Work required ::
Go through the entries below and copy each line containing the word "that".

Excerpted records ::
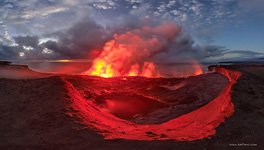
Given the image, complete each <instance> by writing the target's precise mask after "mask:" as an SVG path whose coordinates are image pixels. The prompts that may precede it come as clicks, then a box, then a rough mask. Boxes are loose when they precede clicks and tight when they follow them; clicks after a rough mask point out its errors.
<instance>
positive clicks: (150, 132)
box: [65, 68, 240, 141]
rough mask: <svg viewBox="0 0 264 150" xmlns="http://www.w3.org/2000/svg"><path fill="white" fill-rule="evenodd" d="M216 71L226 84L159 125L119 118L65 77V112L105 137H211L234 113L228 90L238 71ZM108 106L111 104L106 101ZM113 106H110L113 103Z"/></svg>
mask: <svg viewBox="0 0 264 150" xmlns="http://www.w3.org/2000/svg"><path fill="white" fill-rule="evenodd" d="M216 71H217V72H218V73H220V74H223V75H225V76H226V77H227V78H228V79H229V83H228V84H227V85H226V87H225V88H224V89H223V90H222V92H220V94H219V95H218V96H217V97H216V98H215V99H213V100H212V101H211V102H209V103H208V104H206V105H205V106H203V107H200V108H199V109H196V110H195V111H192V112H190V113H187V114H185V115H182V116H180V117H178V118H174V119H172V120H170V121H167V122H165V123H162V124H155V125H154V124H151V125H140V124H135V123H132V122H129V121H127V120H122V119H120V118H118V117H116V116H114V115H112V114H110V113H109V112H107V111H104V110H102V109H100V108H98V106H96V105H95V104H93V103H92V102H91V101H89V100H86V99H85V98H83V97H82V96H81V95H80V93H79V92H78V91H77V90H76V89H75V88H74V87H73V86H72V85H71V84H70V83H69V82H68V81H66V80H65V83H66V85H65V86H66V88H67V90H68V94H69V103H70V105H69V109H70V110H72V111H70V112H69V113H70V114H71V115H75V116H76V117H78V118H80V119H81V120H82V121H83V124H85V125H86V126H88V127H90V128H92V129H94V130H95V131H97V132H98V133H99V134H101V135H102V136H104V137H105V138H106V139H117V138H122V139H129V140H178V141H193V140H198V139H203V138H206V137H209V136H212V135H214V134H215V133H216V131H215V128H216V127H217V126H219V125H220V124H221V123H222V122H224V120H225V118H228V117H230V116H231V115H232V113H233V112H234V105H233V103H232V101H231V95H230V92H231V90H232V86H233V85H234V84H235V83H236V80H237V79H238V78H239V77H240V73H239V72H236V71H232V70H228V69H224V68H217V69H216ZM109 105H110V107H112V104H109ZM113 107H114V106H113Z"/></svg>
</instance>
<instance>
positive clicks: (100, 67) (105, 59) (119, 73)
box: [85, 40, 160, 78]
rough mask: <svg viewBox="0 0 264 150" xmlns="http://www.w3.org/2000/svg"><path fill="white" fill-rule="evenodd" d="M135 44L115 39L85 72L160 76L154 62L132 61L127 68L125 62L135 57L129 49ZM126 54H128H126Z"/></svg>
mask: <svg viewBox="0 0 264 150" xmlns="http://www.w3.org/2000/svg"><path fill="white" fill-rule="evenodd" d="M131 49H133V46H132V47H131V46H130V45H124V44H118V43H116V42H115V41H114V40H112V41H109V42H107V43H106V44H105V47H104V49H103V52H102V53H101V55H100V56H99V57H98V58H96V59H95V60H94V61H93V64H92V67H91V68H90V69H89V70H88V71H87V72H86V73H85V74H88V75H94V76H101V77H106V78H108V77H116V76H145V77H159V76H160V75H159V73H158V71H157V70H156V66H155V64H154V63H153V62H147V61H146V62H143V63H141V64H140V63H135V64H133V63H131V62H129V63H131V64H132V65H131V66H130V65H129V67H130V68H126V67H127V64H125V63H126V62H127V61H128V60H126V59H133V56H131V55H132V54H130V53H129V51H130V50H131ZM124 55H126V56H124Z"/></svg>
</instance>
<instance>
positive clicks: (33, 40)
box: [14, 35, 39, 47]
mask: <svg viewBox="0 0 264 150" xmlns="http://www.w3.org/2000/svg"><path fill="white" fill-rule="evenodd" d="M14 40H15V42H16V43H17V44H18V45H24V46H32V47H37V46H38V42H39V38H38V37H37V36H28V35H27V36H17V37H14Z"/></svg>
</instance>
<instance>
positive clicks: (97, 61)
mask: <svg viewBox="0 0 264 150" xmlns="http://www.w3.org/2000/svg"><path fill="white" fill-rule="evenodd" d="M179 34H180V29H179V28H178V27H177V26H176V25H175V24H173V23H164V24H162V25H159V26H144V27H142V28H139V29H134V30H131V31H128V32H126V33H123V34H115V35H114V36H113V39H112V40H110V41H108V42H106V43H105V45H104V47H103V49H102V51H101V53H100V54H99V56H98V57H97V58H95V59H94V60H93V62H92V66H91V68H90V69H89V70H88V71H85V72H83V73H82V74H84V75H92V76H101V77H105V78H108V77H118V76H144V77H152V78H156V77H160V76H161V73H160V72H159V70H160V68H159V69H158V67H157V66H156V64H154V63H153V62H151V61H149V59H150V58H152V57H153V56H155V55H157V54H159V53H161V52H164V51H165V50H167V49H168V47H169V46H170V44H171V43H173V42H174V41H175V39H176V37H177V36H178V35H179ZM192 64H193V66H190V68H188V71H186V72H184V73H185V74H189V75H190V76H191V75H199V74H202V73H203V72H202V69H201V67H200V65H199V63H197V62H196V61H195V62H194V63H192ZM190 71H191V72H192V73H187V72H190ZM162 76H163V75H162Z"/></svg>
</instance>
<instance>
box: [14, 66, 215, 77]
mask: <svg viewBox="0 0 264 150" xmlns="http://www.w3.org/2000/svg"><path fill="white" fill-rule="evenodd" d="M15 64H23V65H27V66H28V67H29V68H30V69H32V70H34V71H38V72H45V73H47V72H48V73H62V74H72V75H76V74H80V73H82V72H84V71H87V70H88V69H89V68H90V67H91V62H23V63H21V62H17V63H15ZM210 65H215V64H214V63H206V64H200V65H199V66H200V67H201V69H202V70H203V72H204V73H207V72H208V66H210ZM156 67H157V69H158V70H159V72H160V74H161V75H162V76H165V77H186V76H190V75H192V74H193V71H194V70H195V68H194V67H193V65H192V64H190V63H170V64H168V63H166V64H165V63H159V64H156Z"/></svg>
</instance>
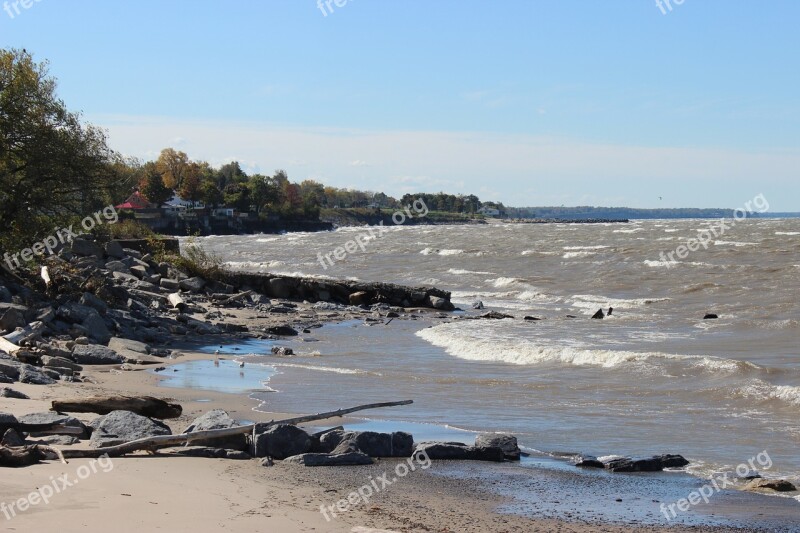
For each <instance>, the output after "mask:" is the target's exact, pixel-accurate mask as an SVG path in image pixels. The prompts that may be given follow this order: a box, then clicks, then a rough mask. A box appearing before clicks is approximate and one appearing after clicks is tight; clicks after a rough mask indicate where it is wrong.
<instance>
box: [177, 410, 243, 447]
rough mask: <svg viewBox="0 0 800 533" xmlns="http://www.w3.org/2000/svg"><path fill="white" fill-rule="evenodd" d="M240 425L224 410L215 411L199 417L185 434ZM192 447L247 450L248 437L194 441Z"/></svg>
mask: <svg viewBox="0 0 800 533" xmlns="http://www.w3.org/2000/svg"><path fill="white" fill-rule="evenodd" d="M239 425H240V424H239V423H238V422H237V421H236V420H234V419H233V418H231V416H230V415H229V414H228V413H227V412H225V411H223V410H222V409H214V410H213V411H209V412H207V413H206V414H204V415H202V416H200V417H197V418H195V419H194V421H193V422H192V423H191V424H189V427H187V428H186V430H185V431H184V433H194V432H198V431H211V430H214V429H228V428H233V427H238V426H239ZM191 445H192V446H210V447H214V448H225V449H228V450H240V451H244V450H245V449H247V436H246V435H244V434H242V435H235V436H232V437H221V438H216V439H201V440H193V441H192V442H191Z"/></svg>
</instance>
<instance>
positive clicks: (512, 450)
mask: <svg viewBox="0 0 800 533" xmlns="http://www.w3.org/2000/svg"><path fill="white" fill-rule="evenodd" d="M475 446H476V447H478V448H500V449H501V450H503V454H504V455H505V458H506V459H508V460H509V461H519V457H520V454H521V452H520V450H519V445H518V444H517V438H516V437H515V436H513V435H504V434H495V433H482V434H480V435H478V436H477V437H475Z"/></svg>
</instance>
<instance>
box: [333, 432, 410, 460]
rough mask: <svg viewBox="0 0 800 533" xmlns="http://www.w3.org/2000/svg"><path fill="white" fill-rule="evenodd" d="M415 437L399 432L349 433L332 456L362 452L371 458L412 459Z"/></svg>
mask: <svg viewBox="0 0 800 533" xmlns="http://www.w3.org/2000/svg"><path fill="white" fill-rule="evenodd" d="M413 450H414V437H412V436H411V435H410V434H408V433H405V432H402V431H398V432H395V433H376V432H374V431H347V432H344V434H343V435H342V438H341V441H340V442H339V444H338V445H337V446H336V448H335V449H334V450H333V451H332V452H331V453H332V454H334V455H335V454H343V453H350V452H361V453H364V454H366V455H369V456H370V457H411V452H412V451H413Z"/></svg>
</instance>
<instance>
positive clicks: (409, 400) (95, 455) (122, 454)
mask: <svg viewBox="0 0 800 533" xmlns="http://www.w3.org/2000/svg"><path fill="white" fill-rule="evenodd" d="M411 403H414V401H413V400H404V401H401V402H385V403H371V404H366V405H358V406H356V407H349V408H347V409H339V410H338V411H330V412H327V413H320V414H317V415H307V416H298V417H295V418H288V419H285V420H273V421H272V422H265V423H260V424H249V425H247V426H239V427H235V428H226V429H213V430H209V431H197V432H192V433H183V434H181V435H159V436H156V437H147V438H144V439H138V440H134V441H131V442H126V443H124V444H119V445H117V446H109V447H107V448H96V449H93V450H63V454H64V457H67V458H75V457H100V456H102V455H108V456H109V457H119V456H121V455H125V454H128V453H131V452H135V451H139V450H145V451H149V452H154V451H155V450H157V449H159V448H170V447H173V446H178V445H182V444H188V443H190V442H192V441H195V440H205V439H216V438H220V437H233V436H236V435H242V434H248V433H253V434H256V433H263V432H264V431H266V430H267V429H268V428H269V427H271V426H276V425H278V424H292V425H294V424H301V423H303V422H311V421H314V420H324V419H326V418H336V417H340V416H343V415H346V414H349V413H354V412H356V411H363V410H365V409H377V408H379V407H395V406H398V405H408V404H411Z"/></svg>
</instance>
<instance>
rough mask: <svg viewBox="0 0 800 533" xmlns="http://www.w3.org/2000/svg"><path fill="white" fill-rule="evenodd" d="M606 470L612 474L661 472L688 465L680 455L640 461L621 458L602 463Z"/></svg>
mask: <svg viewBox="0 0 800 533" xmlns="http://www.w3.org/2000/svg"><path fill="white" fill-rule="evenodd" d="M603 464H604V465H605V467H606V470H611V471H612V472H661V471H662V470H664V469H665V468H679V467H682V466H686V465H688V464H689V461H687V460H686V459H685V458H683V457H682V456H680V455H654V456H653V457H648V458H642V459H631V458H630V457H622V458H617V459H611V460H609V461H605V462H604V463H603Z"/></svg>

Task result ::
Given the image, complete each <instance> by writing the target's precise mask after "mask:" as an SVG path whose coordinates are image pixels. The prompts that may precede it come as clicks, then a box, then a rough mask. Boxes are loose when they precede clicks and tight when they follow them; clicks after a rough mask point out its errors.
For each <instance>, the output after "mask:" is the target's exact, pixel-accurate mask as an SVG path in image pixels. The prompts that may be given follow this order: a box, then clicks, then a rough mask. A box appearing before clicks is approximate and one appearing after clicks is tight; clicks after a rough mask indicate where it is wrong.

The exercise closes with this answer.